- [Document section]:
This story from the York Daily Record on May 31, 1992, tells about a York County junkman’s find of evidence in the murder case of Susan Reinert in 1979. One of the defendants in this dramatic case, Jay C. Smith, died last week. Background posts: West York ritualistic suicide forgotten by many, but investigators remember and Longtime district justice: ‘You can wait for my book’ and Witman murder among York County’s most notorious crimes.

The crime story made headlines in Pennsylvania for years.
Joseph Wambaugh extended the case’s international reach with his portrayal in the 1987 book “Echoes in the Darkness.”
The case spawned a TV mini-series.
And a York County man played a role in the case.
“Jay C. Smith, 80, the former Upper Merion High School principal convicted of a teacher’s shocking 1979 murder, then freed from death row by the Pennsylvania Supreme Court in 1992, died Tuesday,” the Philadelphia Inquirer reported.

- [Data listing]:
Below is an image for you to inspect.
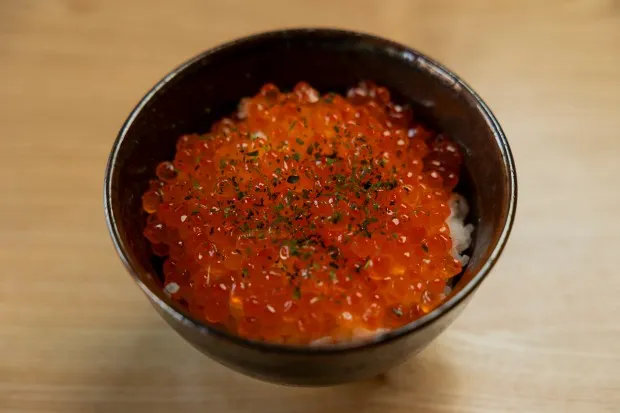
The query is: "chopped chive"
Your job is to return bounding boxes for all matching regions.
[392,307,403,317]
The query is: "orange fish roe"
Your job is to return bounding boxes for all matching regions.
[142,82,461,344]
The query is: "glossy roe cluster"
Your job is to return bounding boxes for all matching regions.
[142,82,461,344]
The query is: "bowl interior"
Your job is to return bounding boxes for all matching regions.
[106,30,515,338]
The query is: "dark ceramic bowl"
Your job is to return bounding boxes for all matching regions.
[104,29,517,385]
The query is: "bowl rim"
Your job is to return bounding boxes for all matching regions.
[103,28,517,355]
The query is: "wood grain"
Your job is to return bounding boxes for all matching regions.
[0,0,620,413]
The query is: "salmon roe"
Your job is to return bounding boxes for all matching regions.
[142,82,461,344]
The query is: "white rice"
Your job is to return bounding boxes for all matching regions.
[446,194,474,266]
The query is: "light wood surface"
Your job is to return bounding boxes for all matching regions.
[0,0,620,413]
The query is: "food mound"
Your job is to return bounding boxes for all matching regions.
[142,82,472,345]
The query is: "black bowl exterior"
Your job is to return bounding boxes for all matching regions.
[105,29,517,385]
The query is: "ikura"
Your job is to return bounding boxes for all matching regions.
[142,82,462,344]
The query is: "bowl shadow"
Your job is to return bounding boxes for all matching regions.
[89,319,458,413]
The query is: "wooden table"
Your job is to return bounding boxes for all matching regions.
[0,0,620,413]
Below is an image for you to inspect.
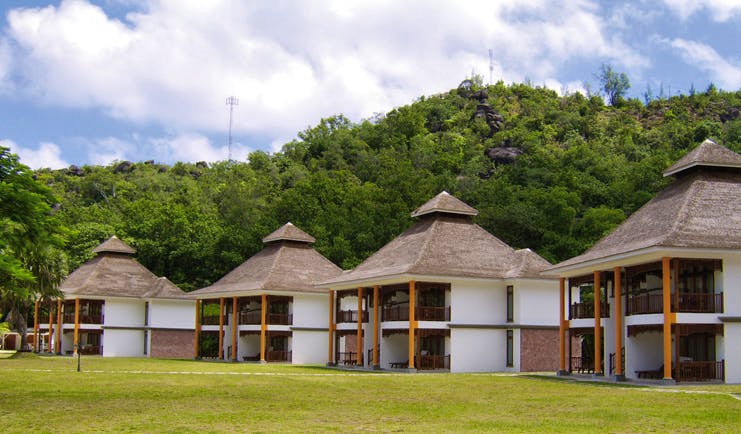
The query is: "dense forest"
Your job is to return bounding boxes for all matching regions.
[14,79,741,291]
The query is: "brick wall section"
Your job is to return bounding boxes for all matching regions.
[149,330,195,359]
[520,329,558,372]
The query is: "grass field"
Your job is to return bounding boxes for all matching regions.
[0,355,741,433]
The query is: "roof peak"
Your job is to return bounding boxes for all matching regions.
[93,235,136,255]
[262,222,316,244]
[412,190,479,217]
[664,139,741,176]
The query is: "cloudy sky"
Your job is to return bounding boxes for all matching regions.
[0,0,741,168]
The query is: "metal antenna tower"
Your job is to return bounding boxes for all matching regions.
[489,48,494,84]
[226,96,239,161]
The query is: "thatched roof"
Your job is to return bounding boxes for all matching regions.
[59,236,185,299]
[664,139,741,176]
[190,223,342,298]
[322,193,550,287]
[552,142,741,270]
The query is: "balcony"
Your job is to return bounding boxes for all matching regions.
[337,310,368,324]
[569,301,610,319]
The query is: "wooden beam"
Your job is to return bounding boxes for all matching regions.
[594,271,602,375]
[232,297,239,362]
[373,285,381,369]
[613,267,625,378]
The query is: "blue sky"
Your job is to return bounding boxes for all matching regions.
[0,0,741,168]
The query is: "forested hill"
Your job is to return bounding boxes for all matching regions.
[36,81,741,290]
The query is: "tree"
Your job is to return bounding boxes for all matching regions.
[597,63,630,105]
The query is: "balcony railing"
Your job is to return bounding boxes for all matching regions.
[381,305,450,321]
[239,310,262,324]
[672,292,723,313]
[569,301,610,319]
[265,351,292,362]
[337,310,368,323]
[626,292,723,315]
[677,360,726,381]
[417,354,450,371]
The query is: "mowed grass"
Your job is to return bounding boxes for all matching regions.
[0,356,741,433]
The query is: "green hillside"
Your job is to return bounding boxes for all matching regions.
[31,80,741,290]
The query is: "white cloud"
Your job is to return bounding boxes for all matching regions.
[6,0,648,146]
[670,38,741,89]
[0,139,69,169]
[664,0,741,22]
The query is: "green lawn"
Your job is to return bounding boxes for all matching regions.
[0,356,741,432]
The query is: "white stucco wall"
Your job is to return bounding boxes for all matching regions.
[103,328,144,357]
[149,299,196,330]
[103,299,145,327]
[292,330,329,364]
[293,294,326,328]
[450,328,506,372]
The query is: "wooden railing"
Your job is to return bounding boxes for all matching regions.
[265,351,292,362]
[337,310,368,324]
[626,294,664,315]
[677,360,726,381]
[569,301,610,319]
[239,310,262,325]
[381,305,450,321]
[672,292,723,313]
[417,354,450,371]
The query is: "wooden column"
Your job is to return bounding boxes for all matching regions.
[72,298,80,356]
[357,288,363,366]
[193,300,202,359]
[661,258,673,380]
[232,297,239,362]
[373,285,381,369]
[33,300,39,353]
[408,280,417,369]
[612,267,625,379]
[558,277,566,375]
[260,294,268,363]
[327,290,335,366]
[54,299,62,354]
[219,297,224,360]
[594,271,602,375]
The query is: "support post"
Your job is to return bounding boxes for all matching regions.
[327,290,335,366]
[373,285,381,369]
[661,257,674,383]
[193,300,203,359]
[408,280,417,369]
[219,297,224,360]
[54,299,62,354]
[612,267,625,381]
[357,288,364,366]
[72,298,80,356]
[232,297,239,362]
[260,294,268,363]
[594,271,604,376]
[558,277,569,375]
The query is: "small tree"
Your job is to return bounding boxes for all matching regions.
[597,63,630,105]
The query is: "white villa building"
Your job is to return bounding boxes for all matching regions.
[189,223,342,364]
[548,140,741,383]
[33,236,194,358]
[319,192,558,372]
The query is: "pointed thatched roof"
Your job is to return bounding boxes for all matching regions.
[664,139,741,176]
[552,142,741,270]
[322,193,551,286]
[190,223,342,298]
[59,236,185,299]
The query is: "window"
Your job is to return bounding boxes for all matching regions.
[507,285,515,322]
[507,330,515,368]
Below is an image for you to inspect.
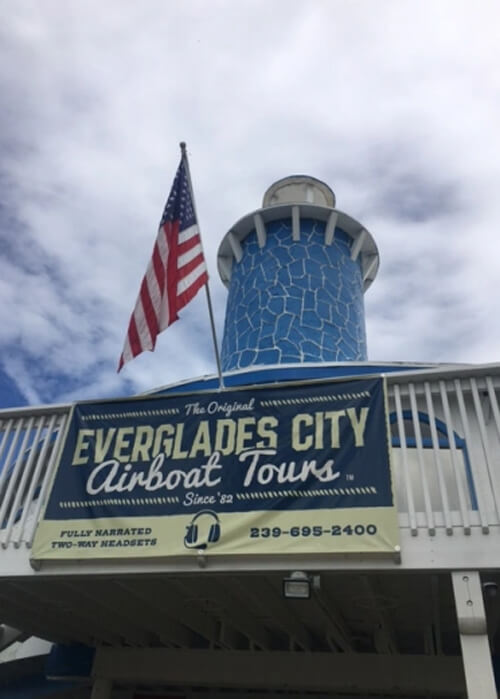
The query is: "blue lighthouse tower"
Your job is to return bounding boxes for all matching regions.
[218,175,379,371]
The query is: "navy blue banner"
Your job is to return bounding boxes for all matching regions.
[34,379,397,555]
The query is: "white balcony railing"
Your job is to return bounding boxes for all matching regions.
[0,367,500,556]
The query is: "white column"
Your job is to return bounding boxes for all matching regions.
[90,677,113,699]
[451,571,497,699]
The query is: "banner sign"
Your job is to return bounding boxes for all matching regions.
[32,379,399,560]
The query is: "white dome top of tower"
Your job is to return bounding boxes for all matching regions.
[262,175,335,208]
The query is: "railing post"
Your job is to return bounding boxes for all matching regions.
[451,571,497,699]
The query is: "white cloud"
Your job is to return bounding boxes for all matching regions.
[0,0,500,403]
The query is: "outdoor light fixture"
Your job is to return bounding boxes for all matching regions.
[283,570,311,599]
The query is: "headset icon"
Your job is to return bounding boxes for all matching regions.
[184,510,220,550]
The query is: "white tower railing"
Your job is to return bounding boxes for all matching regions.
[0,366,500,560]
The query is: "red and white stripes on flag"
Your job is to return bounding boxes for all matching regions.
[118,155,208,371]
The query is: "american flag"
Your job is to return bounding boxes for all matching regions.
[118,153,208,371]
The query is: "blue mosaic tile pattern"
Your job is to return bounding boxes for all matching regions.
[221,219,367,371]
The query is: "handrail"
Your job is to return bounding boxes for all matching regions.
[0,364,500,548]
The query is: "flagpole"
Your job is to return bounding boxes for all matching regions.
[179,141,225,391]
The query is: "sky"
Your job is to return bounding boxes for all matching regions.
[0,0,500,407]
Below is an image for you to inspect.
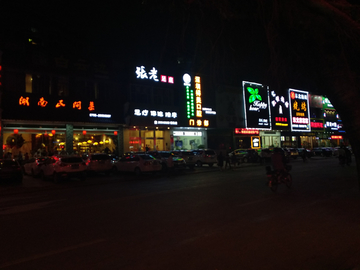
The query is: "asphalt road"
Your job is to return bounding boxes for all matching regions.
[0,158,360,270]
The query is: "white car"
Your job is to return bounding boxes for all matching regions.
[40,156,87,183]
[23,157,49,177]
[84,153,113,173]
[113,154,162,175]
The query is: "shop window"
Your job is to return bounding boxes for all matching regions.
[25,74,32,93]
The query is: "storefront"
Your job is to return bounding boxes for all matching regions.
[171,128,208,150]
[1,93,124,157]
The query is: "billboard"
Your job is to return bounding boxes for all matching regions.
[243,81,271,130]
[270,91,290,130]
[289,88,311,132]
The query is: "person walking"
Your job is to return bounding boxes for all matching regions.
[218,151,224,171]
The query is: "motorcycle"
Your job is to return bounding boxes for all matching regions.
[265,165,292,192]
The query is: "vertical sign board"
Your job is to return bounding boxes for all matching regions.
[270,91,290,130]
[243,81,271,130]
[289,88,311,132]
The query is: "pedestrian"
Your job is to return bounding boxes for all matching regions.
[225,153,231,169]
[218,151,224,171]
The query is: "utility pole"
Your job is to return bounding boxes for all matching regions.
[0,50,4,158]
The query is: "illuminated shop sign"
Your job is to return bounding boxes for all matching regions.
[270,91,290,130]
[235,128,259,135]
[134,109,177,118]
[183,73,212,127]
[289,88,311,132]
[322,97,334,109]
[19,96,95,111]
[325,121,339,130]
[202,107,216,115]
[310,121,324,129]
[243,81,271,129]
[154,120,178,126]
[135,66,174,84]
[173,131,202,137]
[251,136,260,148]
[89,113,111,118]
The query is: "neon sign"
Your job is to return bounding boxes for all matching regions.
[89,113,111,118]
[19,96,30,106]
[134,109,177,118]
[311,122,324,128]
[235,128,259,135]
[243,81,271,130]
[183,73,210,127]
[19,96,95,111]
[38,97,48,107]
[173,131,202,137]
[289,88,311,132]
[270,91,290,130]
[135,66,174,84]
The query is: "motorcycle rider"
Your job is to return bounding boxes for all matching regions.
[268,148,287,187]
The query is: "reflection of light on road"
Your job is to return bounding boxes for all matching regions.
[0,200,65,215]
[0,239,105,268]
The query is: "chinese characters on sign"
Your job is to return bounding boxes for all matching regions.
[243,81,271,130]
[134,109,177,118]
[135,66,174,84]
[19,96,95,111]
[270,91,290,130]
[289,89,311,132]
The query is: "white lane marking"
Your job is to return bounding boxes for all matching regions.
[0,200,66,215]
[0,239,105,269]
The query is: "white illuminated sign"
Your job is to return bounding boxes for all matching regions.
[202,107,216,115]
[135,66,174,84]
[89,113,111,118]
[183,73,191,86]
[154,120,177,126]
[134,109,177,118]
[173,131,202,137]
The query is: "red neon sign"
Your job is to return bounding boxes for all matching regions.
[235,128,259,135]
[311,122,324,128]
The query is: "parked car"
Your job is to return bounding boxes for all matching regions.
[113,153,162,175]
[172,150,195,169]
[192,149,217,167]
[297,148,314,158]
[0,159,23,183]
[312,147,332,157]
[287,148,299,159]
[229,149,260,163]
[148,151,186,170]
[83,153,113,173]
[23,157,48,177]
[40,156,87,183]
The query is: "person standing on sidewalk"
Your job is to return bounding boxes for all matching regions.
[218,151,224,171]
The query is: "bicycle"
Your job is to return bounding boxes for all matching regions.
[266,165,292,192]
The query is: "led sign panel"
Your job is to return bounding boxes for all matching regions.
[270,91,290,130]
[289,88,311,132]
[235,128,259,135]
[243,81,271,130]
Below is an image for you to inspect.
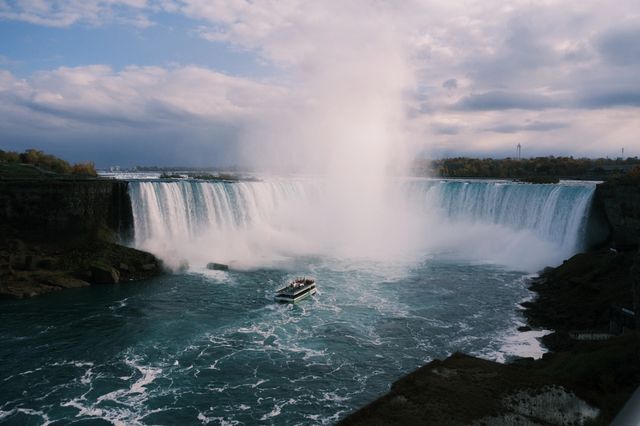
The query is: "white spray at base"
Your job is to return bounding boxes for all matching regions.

- [List of tasks]:
1. Collect every line of the listing that contains the string "roof".
2. Continue the text on the Susan Reinert murder case from its last sentence.
The listing has no connection to the text.

- [Answer set]:
1.
The query is: "roof peak"
The query is: "thatched roof"
The query is: "pointed thatched roof"

2.
Smith was implicated in the murders of Upper Merion teacher Susan Reinert and her two children and sent to death row.
And the find of the York County junkman helped free him… .


A state policeman who had investigated the case asked junkman Mark Hughes of Wellsville to clean out his attic.
According to York Daily Record articles in 1992, Hughes cut a deal. He hauled the stuff away for free, kept what he wanted and threw the rest away.
He brought the contents from the trooper’s attic to his warehouse.
Hughes found a cardboard box labeled as a gas stove, and discovered something even hotter than that inside – evidence that he connected with the Reinert case.
He turned the evidence over to William Costopoulos, Smith’s attorney.
“The hero in this development is the junkman,” Costopoulos said. “If it weren’t for the junkman (the evidence) would have been in the incinerator.”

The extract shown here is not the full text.